TASK OBJECTIVE: Could you rewrite the entries below as a Markdown table with the columns "Row" and "Line", starting at the beginning of the entries and ending at the line containing "column 440, row 263", both ends included? Skip blank lines and leave the pictures out.

ENTRIES SHOWN:

● ● ● ● ●

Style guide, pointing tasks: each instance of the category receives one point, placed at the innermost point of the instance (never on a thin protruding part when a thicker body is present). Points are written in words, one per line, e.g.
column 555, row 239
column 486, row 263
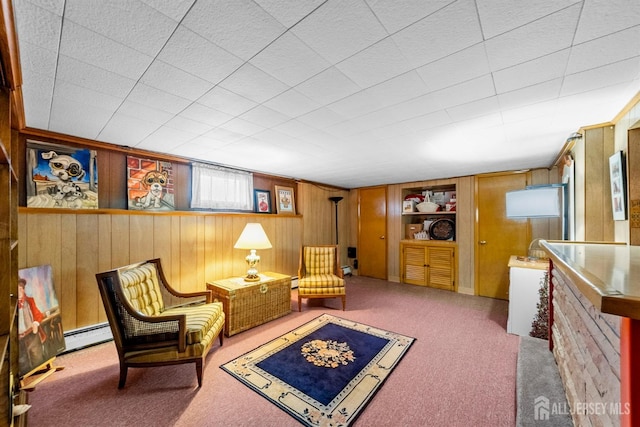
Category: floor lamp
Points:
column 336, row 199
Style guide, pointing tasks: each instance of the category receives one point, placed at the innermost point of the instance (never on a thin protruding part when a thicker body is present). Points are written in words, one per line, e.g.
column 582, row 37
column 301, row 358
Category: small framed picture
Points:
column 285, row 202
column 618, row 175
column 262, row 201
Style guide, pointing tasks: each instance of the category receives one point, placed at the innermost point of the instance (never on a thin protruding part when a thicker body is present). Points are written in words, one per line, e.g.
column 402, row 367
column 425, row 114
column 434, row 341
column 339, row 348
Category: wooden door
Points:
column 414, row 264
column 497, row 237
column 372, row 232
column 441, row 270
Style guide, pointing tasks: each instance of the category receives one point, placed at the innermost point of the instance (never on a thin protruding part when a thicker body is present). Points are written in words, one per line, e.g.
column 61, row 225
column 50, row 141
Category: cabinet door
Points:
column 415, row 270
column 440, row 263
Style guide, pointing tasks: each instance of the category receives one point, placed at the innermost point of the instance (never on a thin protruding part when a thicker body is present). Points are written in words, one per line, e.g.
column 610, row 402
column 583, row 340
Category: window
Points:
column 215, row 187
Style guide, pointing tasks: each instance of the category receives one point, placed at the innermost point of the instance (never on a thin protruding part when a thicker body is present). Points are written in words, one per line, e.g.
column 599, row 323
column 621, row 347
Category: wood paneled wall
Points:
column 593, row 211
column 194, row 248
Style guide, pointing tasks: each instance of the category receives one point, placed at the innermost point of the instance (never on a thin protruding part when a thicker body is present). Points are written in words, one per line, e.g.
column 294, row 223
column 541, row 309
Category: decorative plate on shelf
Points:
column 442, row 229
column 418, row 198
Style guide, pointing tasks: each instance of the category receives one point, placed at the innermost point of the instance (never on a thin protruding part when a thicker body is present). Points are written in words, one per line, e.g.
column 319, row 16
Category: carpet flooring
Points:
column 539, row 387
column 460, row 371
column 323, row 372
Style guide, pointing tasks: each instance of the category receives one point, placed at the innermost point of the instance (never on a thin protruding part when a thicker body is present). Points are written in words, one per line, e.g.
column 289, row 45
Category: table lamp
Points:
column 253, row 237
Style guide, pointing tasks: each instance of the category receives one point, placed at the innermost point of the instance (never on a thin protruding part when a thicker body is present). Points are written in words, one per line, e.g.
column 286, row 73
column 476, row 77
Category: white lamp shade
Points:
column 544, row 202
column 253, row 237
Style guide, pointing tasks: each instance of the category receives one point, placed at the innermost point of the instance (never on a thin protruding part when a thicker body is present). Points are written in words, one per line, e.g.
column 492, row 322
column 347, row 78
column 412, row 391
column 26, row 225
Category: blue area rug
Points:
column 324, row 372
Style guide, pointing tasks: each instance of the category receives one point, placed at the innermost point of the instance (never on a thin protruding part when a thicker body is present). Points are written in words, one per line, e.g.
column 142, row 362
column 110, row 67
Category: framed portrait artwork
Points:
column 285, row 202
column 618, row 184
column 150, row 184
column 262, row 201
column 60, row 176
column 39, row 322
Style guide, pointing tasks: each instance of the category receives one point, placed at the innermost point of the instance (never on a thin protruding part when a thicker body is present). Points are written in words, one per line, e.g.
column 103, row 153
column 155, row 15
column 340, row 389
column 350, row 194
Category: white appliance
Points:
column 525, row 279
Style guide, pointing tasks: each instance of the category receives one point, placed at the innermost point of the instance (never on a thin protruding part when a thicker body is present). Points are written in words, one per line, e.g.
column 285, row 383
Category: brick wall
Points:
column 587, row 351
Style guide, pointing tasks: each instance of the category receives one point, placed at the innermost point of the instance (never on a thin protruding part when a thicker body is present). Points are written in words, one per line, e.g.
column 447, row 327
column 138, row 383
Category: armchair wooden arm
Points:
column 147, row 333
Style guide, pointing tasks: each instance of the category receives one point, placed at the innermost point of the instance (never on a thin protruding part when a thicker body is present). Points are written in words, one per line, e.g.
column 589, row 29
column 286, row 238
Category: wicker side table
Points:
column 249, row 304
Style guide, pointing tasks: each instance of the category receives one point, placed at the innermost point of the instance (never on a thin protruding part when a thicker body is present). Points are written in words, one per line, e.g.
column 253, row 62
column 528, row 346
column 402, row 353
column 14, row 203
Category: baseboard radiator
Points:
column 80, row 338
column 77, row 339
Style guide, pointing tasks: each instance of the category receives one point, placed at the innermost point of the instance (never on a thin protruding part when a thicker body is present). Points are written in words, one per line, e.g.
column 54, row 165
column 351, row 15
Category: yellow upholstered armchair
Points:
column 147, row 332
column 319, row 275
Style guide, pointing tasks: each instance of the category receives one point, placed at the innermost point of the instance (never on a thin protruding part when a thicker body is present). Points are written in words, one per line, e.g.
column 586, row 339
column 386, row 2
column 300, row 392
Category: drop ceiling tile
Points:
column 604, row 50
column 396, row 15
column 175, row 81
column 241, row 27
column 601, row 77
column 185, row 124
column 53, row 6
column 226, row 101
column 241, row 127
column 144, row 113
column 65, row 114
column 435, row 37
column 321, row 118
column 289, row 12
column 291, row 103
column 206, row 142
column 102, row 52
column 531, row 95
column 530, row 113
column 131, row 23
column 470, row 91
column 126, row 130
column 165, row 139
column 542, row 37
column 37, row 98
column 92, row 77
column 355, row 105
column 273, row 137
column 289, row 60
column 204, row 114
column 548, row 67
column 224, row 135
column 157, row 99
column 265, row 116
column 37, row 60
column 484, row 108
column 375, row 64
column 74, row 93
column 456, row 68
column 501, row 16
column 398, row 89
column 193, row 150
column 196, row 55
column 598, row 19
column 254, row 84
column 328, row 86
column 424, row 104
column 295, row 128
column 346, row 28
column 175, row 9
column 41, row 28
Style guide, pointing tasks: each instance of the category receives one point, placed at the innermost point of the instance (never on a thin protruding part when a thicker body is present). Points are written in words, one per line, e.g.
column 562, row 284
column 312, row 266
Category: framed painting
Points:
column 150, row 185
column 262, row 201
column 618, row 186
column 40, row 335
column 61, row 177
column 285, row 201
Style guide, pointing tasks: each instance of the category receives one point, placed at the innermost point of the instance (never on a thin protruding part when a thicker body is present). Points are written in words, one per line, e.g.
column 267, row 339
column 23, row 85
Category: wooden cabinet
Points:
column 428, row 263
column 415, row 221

● ● ● ● ●

PROBLEM SOLUTION:
| Row | Line |
|---|---|
| 1 | Style guide, pointing tasks: each instance of the category receives one point, placed at the innermost point of the instance (never on a thin protruding part when a thicker body is present). Points are written in words, one per line, e.g. |
| 2 | column 555, row 239 |
| 3 | column 486, row 263 |
| 4 | Category: floor lamp |
| 5 | Points: |
| 6 | column 336, row 199 |
| 7 | Style guide, pointing tasks: each instance of the category receives one point, placed at the innermost point of the instance (never on a thin protruding part when a thicker body is present). Points are written in words, one per line, e.g. |
| 8 | column 582, row 37 |
| 9 | column 301, row 358 |
| 10 | Category: small framed picture |
| 11 | Points: |
| 12 | column 285, row 202 |
| 13 | column 618, row 175 |
| 14 | column 262, row 201 |
| 15 | Style guide, pointing tasks: each instance of the category receives one point, placed at the innermost point of the instance (never on a thin protruding part when a thicker body is present). Points are written in words, one per line, e.g. |
| 16 | column 402, row 367 |
| 17 | column 425, row 114 |
| 18 | column 434, row 341 |
| 19 | column 339, row 348 |
| 20 | Category: wooden door |
| 21 | Points: |
| 22 | column 414, row 264 |
| 23 | column 497, row 237 |
| 24 | column 372, row 232 |
| 25 | column 441, row 270 |
| 26 | Style guide, pointing tasks: each instance of the category receives one point, placed at the innermost point of the instance (never on a thin protruding part when a thicker body is present). Points are written in words, one per line, e.g. |
| 27 | column 61, row 225 |
| 28 | column 50, row 141 |
| 29 | Category: cabinet door |
| 30 | Points: |
| 31 | column 415, row 270 |
| 32 | column 440, row 263 |